La situación de Venezuela es crítica desde hace años, y hace ya cuatro meses que adquirió una configuración tan insólita como peligrosa.

Juan Guaidó afirma que es el “presidente encargado” y lo reconoce como tal un grupo de países que incluye a Estados Unidos, a gran parte de los integrantes de la Unión Europea y a casi todos los miembros del Grupo de Lima. Sin embargo, a todos los efectos prácticos relevantes, el gobierno sigue siendo el encabezado por el presidente Nicolás Maduro, sin que se pueda decir que operen con independencia otros poderes.

La Asamblea Nacional (Parlamento) elegida en 2015 tiene mayoría opositora, pero no puede legislar, y sus tareas han sido asumidas –al igual que las de otras instituciones estatales– por la Asamblea Nacional Constituyente elegida en 2017, totalmente alineada con Maduro (sin que se sepa cuánto ha avanzado en su cometido específico de redactar un proyecto de nueva Constitución, ni hasta cuándo continuará actuando). El Poder Judicial no ha dado indicios de autonomía con respecto al Ejecutivo en estos años de crisis.

Datos registrados:

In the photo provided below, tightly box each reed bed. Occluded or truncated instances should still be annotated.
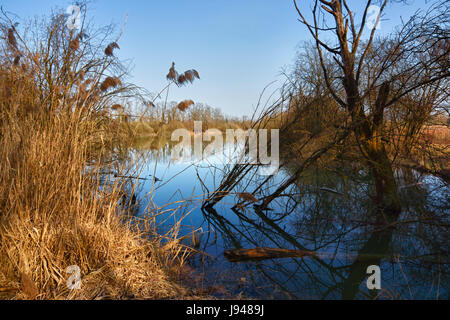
[0,5,194,299]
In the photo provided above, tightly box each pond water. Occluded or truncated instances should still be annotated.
[110,143,450,299]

Aplica lo leído:
[A] Enumera, según el texto sobre Venezuela, los países o grupos de países que reconocen a Juan Guaidó como presidente encargado.
[B] Transcribe del texto sobre Venezuela el fragmento que comienza en "La situación de" y acaba en "independencia otros poderes.".

Respuestas dadas:
[A]
- Estados Unidos
- Gran parte de los integrantes de la Unión Europea
- Casi todos los miembros del Grupo de Lima

[B]
La situación de Venezuela es crítica desde hace años, y hace ya cuatro meses que adquirió una configuración tan insólita como peligrosa.

Juan Guaidó afirma que es el “presidente encargado” y lo reconoce como tal un grupo de países que incluye a Estados Unidos, a gran parte de los integrantes de la Unión Europea y a casi todos los miembros del Grupo de Lima. Sin embargo, a todos los efectos prácticos relevantes, el gobierno sigue siendo el encabezado por el presidente Nicolás Maduro, sin que se pueda decir que operen con independencia otros poderes.